* **Supplied material**
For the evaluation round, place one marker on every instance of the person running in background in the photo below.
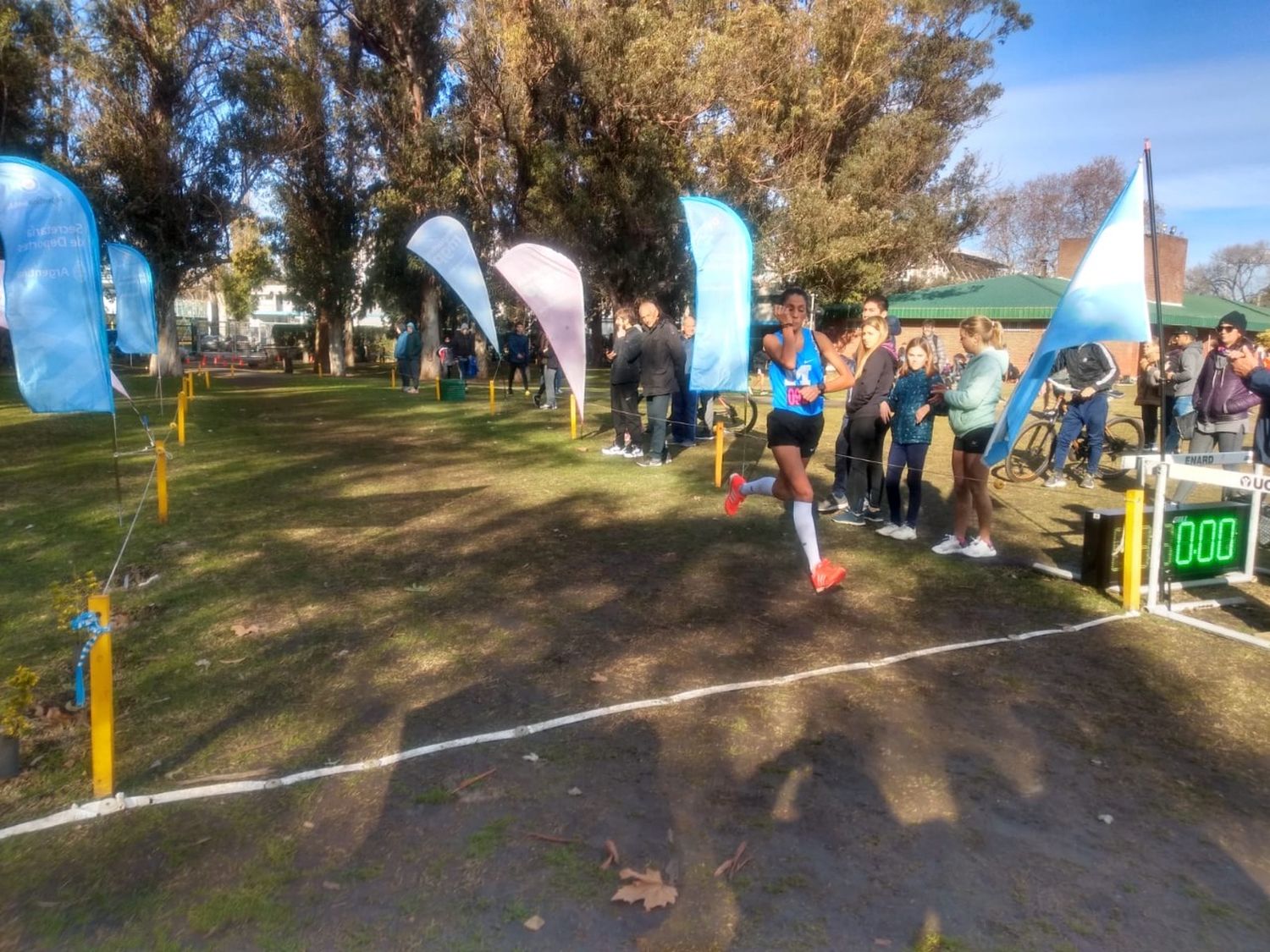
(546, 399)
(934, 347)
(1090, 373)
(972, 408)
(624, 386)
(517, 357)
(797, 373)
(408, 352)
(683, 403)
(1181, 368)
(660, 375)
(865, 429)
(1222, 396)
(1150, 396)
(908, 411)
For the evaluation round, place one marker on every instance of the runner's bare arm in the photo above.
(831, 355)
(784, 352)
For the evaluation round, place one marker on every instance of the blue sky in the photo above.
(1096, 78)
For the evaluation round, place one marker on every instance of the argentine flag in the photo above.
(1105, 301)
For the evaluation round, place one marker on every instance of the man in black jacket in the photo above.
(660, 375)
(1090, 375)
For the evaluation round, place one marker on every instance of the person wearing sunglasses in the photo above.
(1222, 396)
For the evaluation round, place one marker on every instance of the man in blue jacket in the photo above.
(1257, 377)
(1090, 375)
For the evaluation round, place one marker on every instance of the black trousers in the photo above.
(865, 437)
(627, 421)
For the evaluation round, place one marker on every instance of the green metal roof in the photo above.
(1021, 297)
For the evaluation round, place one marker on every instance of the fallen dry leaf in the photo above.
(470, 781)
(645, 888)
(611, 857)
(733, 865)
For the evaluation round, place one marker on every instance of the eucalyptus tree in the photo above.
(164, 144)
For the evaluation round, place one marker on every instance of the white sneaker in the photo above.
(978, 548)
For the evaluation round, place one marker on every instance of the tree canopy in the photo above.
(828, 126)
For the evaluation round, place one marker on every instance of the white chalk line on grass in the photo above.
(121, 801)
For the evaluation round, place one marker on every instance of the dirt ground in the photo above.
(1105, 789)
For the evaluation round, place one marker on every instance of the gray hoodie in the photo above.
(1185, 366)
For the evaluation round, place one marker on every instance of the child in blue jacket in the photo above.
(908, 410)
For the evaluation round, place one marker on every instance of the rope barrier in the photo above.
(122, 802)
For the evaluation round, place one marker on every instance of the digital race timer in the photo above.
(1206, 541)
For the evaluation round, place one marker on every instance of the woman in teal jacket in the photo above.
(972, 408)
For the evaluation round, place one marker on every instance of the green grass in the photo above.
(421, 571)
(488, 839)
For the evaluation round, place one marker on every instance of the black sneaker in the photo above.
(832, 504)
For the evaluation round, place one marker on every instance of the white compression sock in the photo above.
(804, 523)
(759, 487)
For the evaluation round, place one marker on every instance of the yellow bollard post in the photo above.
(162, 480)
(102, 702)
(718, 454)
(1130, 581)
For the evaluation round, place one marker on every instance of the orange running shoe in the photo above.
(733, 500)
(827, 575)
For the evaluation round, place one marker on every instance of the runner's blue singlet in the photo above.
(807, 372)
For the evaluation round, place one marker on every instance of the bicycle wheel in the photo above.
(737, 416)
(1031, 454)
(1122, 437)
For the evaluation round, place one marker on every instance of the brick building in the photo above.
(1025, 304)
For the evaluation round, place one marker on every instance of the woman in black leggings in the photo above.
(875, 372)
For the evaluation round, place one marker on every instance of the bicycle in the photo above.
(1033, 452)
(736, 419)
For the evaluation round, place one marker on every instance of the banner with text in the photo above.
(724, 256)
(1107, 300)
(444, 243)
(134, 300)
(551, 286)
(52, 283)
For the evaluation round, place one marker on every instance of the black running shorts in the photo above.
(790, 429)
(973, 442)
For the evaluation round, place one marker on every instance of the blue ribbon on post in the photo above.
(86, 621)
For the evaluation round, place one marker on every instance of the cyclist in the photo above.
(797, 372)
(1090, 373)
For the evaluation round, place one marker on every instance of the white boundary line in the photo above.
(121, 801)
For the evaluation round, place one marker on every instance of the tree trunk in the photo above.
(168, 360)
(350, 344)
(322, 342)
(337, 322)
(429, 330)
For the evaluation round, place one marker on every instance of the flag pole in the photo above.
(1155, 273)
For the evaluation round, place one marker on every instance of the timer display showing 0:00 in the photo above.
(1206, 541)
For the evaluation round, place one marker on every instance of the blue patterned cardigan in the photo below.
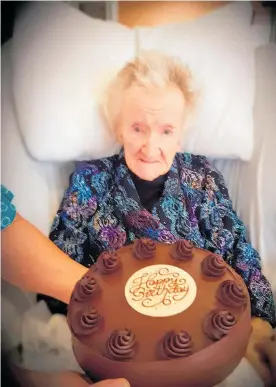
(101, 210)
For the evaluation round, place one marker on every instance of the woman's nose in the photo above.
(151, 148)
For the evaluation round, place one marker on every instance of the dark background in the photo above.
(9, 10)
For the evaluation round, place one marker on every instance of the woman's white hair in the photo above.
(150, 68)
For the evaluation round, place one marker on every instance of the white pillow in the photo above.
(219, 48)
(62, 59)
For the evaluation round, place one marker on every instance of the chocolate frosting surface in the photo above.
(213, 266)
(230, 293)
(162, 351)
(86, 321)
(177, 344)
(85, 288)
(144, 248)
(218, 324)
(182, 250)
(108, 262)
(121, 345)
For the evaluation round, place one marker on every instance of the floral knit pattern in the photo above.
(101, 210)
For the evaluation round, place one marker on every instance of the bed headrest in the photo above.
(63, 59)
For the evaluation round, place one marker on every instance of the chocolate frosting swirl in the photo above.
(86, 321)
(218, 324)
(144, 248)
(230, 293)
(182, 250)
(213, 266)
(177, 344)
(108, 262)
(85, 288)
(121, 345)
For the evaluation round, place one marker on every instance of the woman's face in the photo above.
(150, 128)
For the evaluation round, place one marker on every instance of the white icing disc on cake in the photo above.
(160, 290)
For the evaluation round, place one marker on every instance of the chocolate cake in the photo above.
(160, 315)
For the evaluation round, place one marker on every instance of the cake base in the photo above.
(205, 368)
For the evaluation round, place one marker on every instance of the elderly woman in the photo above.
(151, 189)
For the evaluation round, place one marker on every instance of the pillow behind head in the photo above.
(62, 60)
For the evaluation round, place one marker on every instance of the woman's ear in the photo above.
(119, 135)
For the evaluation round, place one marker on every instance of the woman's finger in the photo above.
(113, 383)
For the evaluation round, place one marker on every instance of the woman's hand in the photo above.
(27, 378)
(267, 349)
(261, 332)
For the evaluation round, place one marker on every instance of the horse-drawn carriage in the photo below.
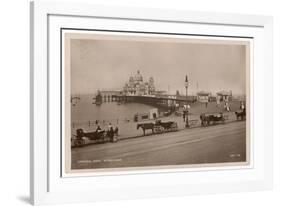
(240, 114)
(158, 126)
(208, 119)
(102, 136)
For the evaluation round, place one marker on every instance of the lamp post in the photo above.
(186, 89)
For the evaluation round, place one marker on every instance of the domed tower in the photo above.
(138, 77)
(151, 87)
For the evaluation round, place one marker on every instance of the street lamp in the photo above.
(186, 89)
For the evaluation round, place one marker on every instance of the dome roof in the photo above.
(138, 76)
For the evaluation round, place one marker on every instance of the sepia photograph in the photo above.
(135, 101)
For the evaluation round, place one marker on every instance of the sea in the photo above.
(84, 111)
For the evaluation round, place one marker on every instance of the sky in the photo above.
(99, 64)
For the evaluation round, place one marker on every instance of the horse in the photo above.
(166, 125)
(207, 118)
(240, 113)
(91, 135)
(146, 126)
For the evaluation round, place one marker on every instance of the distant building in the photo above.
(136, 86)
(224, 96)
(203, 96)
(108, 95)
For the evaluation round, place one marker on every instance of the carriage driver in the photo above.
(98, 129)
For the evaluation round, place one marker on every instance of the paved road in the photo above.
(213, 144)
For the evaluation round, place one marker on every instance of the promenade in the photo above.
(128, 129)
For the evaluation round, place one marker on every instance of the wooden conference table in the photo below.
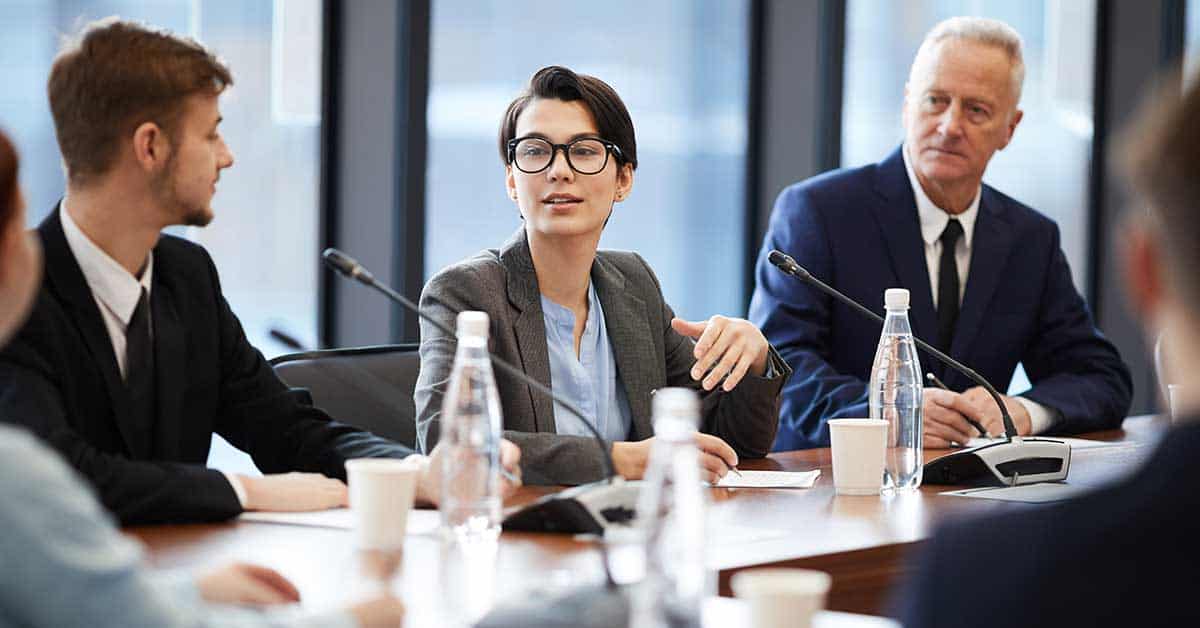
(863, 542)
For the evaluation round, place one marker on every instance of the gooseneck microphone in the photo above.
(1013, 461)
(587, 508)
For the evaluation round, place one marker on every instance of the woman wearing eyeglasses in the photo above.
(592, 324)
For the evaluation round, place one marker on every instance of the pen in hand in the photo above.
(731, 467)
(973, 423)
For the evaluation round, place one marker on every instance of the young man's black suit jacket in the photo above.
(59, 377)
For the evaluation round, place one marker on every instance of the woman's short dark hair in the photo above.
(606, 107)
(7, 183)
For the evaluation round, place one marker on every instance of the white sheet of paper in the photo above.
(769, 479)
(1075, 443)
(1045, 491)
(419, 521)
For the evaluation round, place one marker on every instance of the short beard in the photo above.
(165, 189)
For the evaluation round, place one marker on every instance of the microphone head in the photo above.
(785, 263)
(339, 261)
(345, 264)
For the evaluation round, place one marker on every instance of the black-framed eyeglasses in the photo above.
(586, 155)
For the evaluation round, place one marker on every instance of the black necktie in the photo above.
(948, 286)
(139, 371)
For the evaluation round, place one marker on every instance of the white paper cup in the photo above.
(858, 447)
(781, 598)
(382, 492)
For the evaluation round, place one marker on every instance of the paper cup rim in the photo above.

* **Task**
Output the data above as a Markdown table with two columns, Row and Line, giving each line its own numbered row and leaving out blank lines. Begin at the line that contains "microphone in the photo above." and go through the last line of the data, including both ends.

* **Result for this task**
| Row | Line |
|---|---|
| 1 | For the evaluation round, place one marker on every instance of the gooseneck microphone in the photo above. |
| 2 | (1013, 461) |
| 3 | (587, 508) |
| 4 | For the evaluation round, place one marker on every instance of the woman wearing eyeglasses in the photo above. |
| 5 | (592, 324) |
| 6 | For the evaluation round, place one marker on every instance of the pen in hand in the photo above. |
| 7 | (731, 467) |
| 8 | (973, 423) |
| 9 | For the evaluation round, place one marker on every instance of the young man's black suit jacket in the photo above. |
| 10 | (59, 377) |
| 11 | For the evaluation round, place one marker on every instance of the woman's short dark hair in the photo above. |
| 12 | (606, 107) |
| 13 | (7, 183) |
| 14 | For the evaluation round, place one marker on every instance of the white sheet of paper in the photo above. |
| 15 | (769, 479) |
| 16 | (1075, 443) |
| 17 | (1045, 491) |
| 18 | (419, 521) |
| 19 | For the evaluation round, place one marker on every instance of the short beard in the photo above. |
| 20 | (165, 189) |
| 21 | For the evaluation round, place one marker on every instance of the microphone head in the photo above. |
| 22 | (785, 263) |
| 23 | (339, 261) |
| 24 | (345, 264) |
| 25 | For the evaluation round, place one marker on every instance of the black-framed eyeglasses in the photo above. |
| 26 | (586, 155) |
| 27 | For the evaluation round, place one marker on every instance of the black necktie in the photo above. |
| 28 | (948, 286) |
| 29 | (139, 371) |
| 30 | For the evaluation round, place one marker on every instance of the white paper cup in the photo above. |
| 31 | (858, 447) |
| 32 | (781, 598) |
| 33 | (382, 492) |
| 34 | For the evaluation round, place one marker on every instance of the paper cup rim in the photo above. |